# Work required
Pictures are to be dropped. Everything else in the listing gets copied exactly.

"""

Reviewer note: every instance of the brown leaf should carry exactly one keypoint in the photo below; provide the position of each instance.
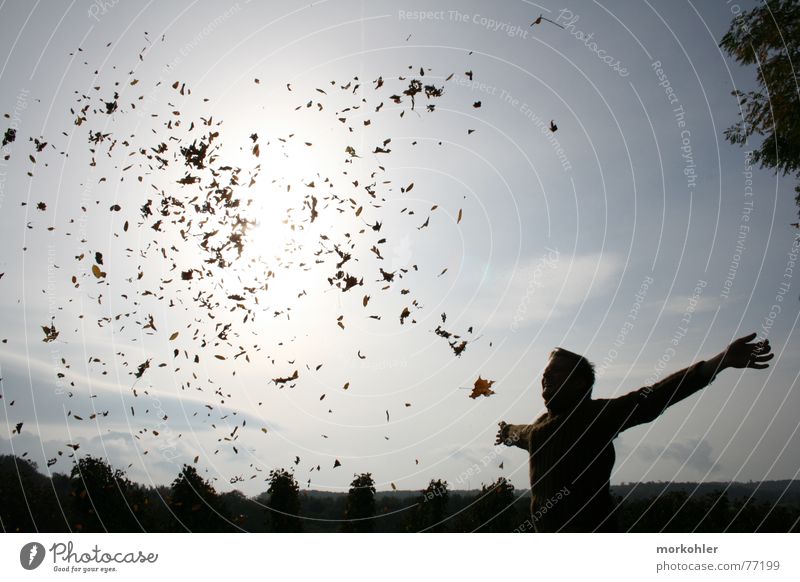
(482, 388)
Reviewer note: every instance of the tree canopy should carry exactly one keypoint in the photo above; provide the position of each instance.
(769, 37)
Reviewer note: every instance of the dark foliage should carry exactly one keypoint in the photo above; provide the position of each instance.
(96, 497)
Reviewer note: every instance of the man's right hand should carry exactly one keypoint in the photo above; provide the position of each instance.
(501, 434)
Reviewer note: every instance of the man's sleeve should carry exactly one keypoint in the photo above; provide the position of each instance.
(646, 404)
(518, 435)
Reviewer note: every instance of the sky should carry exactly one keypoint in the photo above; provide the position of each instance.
(633, 234)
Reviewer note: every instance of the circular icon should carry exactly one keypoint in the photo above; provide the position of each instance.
(31, 555)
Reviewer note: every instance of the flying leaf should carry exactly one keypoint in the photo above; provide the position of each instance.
(482, 388)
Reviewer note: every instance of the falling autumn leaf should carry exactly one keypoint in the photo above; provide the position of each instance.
(482, 388)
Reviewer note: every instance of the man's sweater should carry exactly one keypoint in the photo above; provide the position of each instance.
(572, 452)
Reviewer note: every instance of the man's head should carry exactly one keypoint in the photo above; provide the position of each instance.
(567, 380)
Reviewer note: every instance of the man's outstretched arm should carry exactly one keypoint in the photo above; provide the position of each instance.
(646, 404)
(518, 435)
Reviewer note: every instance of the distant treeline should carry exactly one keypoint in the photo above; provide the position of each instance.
(95, 497)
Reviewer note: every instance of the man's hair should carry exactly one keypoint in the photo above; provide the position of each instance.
(583, 368)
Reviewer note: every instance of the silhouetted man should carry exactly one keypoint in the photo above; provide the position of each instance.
(571, 445)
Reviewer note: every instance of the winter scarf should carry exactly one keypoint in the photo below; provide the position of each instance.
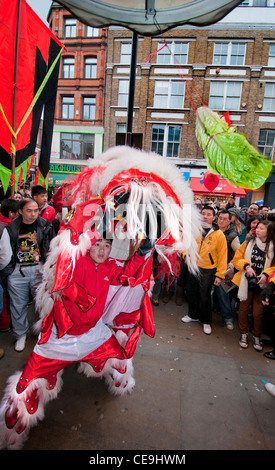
(243, 289)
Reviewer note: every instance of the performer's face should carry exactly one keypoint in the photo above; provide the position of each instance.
(100, 251)
(29, 212)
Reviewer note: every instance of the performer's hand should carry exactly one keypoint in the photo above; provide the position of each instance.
(217, 281)
(146, 247)
(250, 272)
(122, 198)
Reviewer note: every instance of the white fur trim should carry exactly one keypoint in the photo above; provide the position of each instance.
(9, 439)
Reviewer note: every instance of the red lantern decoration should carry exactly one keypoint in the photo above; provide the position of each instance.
(210, 180)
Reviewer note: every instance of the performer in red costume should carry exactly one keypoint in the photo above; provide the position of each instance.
(93, 303)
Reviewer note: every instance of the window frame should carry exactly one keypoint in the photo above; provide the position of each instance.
(229, 53)
(81, 141)
(69, 26)
(167, 100)
(90, 106)
(174, 56)
(262, 147)
(90, 67)
(70, 67)
(161, 146)
(225, 96)
(269, 99)
(69, 106)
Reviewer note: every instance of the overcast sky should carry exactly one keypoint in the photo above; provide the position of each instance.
(41, 8)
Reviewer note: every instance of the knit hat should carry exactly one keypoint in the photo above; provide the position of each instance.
(234, 211)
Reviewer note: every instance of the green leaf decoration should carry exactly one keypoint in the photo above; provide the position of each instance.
(228, 153)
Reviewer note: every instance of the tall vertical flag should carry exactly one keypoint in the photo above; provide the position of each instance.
(36, 67)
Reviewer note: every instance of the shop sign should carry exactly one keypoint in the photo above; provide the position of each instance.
(64, 168)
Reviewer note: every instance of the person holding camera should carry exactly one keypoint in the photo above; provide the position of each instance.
(255, 262)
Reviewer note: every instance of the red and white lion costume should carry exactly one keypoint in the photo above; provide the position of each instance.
(155, 191)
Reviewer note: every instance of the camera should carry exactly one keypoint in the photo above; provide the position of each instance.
(253, 285)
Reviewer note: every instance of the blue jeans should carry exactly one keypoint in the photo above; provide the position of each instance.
(1, 298)
(222, 298)
(20, 282)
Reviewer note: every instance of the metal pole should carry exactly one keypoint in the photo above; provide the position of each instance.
(14, 95)
(129, 131)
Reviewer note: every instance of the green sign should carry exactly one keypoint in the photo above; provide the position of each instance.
(56, 168)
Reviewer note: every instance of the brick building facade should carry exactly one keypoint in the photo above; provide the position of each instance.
(228, 66)
(79, 112)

"""

# Task output
Reviewer note: every instance of the brown leaf should carry exactly one keypoint in the photo below; provide the position of each instance.
(482, 388)
Reviewer note: every instance of the tree canopy should carry exactly one keypoint in the photo above; provide the position of each instance.
(769, 37)
Reviewer note: every instance of the dark foliage should carry exactly one keypoint in the photo above; provide the position of each instance.
(96, 497)
Reviewer note: every instance of the man's right hand should carry exactly one keypoint in the photo above; provide the position of each instance.
(501, 434)
Reviewer note: every instance of the man's sleeve should carry exactly one keypoint in the photo above; provide the position of each instance.
(646, 404)
(518, 435)
Reviewer note: every instance of the sky should carry exactly one keypoint in the photo above; provide the position of each instance.
(633, 234)
Reviewer note: every instance of the circular icon should carry exactly one keypoint in the photo above; provide the position of each instance.
(31, 555)
Reviewer note: every instance of the flying leaf should carry exactly one keypoint in the photo above; provide the position of each instance.
(482, 388)
Reviewer note: every instance of the falling autumn leaf should carry exactly one keypoint in the photo above; provide the position of each instance.
(482, 388)
Reviewer note: every instance of the man's sweater should carry exactly one keypoint in the photo above; provide the position of each instance.
(572, 452)
Reviewer note: every instance of the man's head should carry exactly one keypoint in the photo above; provide the position of each instance.
(567, 380)
Reviewer note: every instance of the man's outstretched arm should carry exactly one keypoint in the photo above; provide the position of each instance.
(646, 404)
(518, 435)
Reviewer note: every instance of the distant treeline should carry exactly one keypoint in the photo above; provide the position of each instance.
(95, 497)
Reviewer note: every instance of the man's hair should carry exactly one keypoint in the photo above; provide the position of each instance.
(583, 368)
Reviewer note: every instance of the silhouetted man should carry exactly one keypoint in the photo above; provide the position of each instance.
(571, 445)
Reviewer note: every instance of the winter scarf should carry exactly one keypoint in the photo below; provide the position of each instance.
(243, 289)
Reviewer note: every instance of the performer's face should carry exactly one keypoint in the photo above; provide the position of each instance.
(100, 251)
(29, 212)
Reviewer note: every instance of the performer's hand should carry exactly one keypoint in the photo above; provide the position of each instance.
(217, 281)
(146, 247)
(250, 272)
(122, 198)
Reviewer note: every instance of the white fur trim should carry exactly one keypoint in the photo above; provide the position of each instance.
(9, 439)
Reviewer note: every instance of the red lantern decoration should carry exactly one keypoint in the photo above; provide the position of each instance.
(210, 180)
Reviewer note: every instance of the performer in red costume should carry exactly one keypoint in the photo above; provide the position of each instance.
(93, 303)
Reviewer note: every instance of the window frame should carry exactly one keypoint in the photo above; provide the position of each instance.
(229, 53)
(81, 141)
(69, 26)
(167, 100)
(90, 106)
(174, 56)
(262, 147)
(90, 67)
(70, 67)
(161, 146)
(225, 96)
(269, 99)
(69, 106)
Reviewer note: every instance of the overcast sky should carry exactly one keypoint in the photo above; provide the position of each instance.
(41, 8)
Reviewer note: every instance of the knit hat should carry exactly one keypoint in the photo above; provide the position of each instance.
(234, 211)
Reviewer note: every instance of the green leaf decoration should carry exactly one keypoint in the photo above; provide the position of each instance.
(228, 153)
Reviewer note: every instance of the tall vertical flag should carry exactly one keypoint in the photo above; provide the position of each instance.
(36, 67)
Reviewer note: every instance of the shop sign should carry exactly one keypoint in the photo above; provide the position of each instance.
(64, 168)
Reviewer note: every instance of the person holding camera should carry exactly one keypoint in the photo above; provide the position of each instance.
(255, 262)
Reviewer note: every instance of the red and white lion costume should carry exactly one keypoint in the photo above; provide the position of each instance.
(155, 191)
Reviewer note: every instance of the camera should carry exactly one keypoint in the photo above; provide the position of each instance.
(253, 285)
Reviewer note: every instance of the blue jeans should carry exactly one keypoint in the photo above; provide the position of each instance.
(1, 298)
(222, 298)
(20, 282)
Reviewer note: every instance of the metal pole should carry exactly one keypoint in the photo above; provide the position of each instance.
(14, 95)
(129, 131)
Reviewer note: every instance of the green sign should carry exactly one keypoint in the photo above; provide the position of each instance.
(56, 168)
Reviewer note: every instance of the brick building facade should carry exactly one keypoint in the photo above; provide the position of each instance.
(228, 66)
(79, 112)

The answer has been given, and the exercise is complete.